American Fable is a 2016 American thriller film written and directed by Anne Hamilton. The film stars Peyton Kennedy, Richard Schiff, Kip Pardue, Marci Miller, Gavin MacIntosh and Zuleikha Robinson. The film was released on February 17, 2017, by IFC Midnight.

Plot

Young Gitty, an 11-year-old girl living on a farm in 1980s rural America, tries not to worry about her family losing the farm and seeks to escape the stress of her home by exploring the farm and its lands. She is shocked to discover, however, that the developer buying up local farms is now seemingly being kept prisoner in the family's old abandoned grain silo at the edge of the farm. Gitty begins spending time with the man, ultimately finding herself torn between loyalty to what she thinks is right, and loyalty to her own family. All is not as it may seem, though, as the family finds itself involved with individuals who are like something out of a fairy tale.

▸ **Information provided**
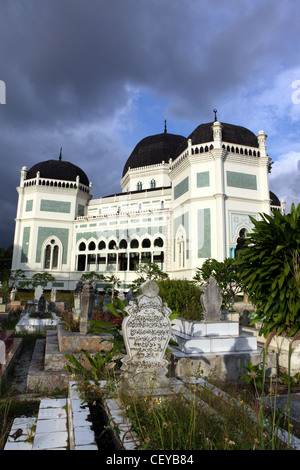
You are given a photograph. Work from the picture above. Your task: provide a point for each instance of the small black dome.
(153, 150)
(230, 133)
(274, 199)
(59, 170)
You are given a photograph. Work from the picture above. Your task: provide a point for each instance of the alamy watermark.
(296, 94)
(2, 92)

▸ **Required tasks**
**1)** From the film article, echo the passage starting at "American Fable is" and ending at "by IFC Midnight.".
**2)** According to the film article, which company released American Fable?
**3)** Do these statements agree with the film article? (a) Anne Hamilton both wrote and directed the film. (b) Gitty lives on a farm in 1990s rural America. (c) The developer appears to be held prisoner in a grain silo on the family's farm.

▸ **Written responses**
**1)**
American Fable is a 2016 American thriller film written and directed by Anne Hamilton. The film stars Peyton Kennedy, Richard Schiff, Kip Pardue, Marci Miller, Gavin MacIntosh and Zuleikha Robinson. The film was released on February 17, 2017, by IFC Midnight.

**2)** IFC Midnight

**3)**
(a) Yes: "written and directed by Anne Hamilton"
(b) No: "living on a farm in 1980s rural America"
(c) Yes: "seemingly being kept prisoner in the family's old abandoned grain silo"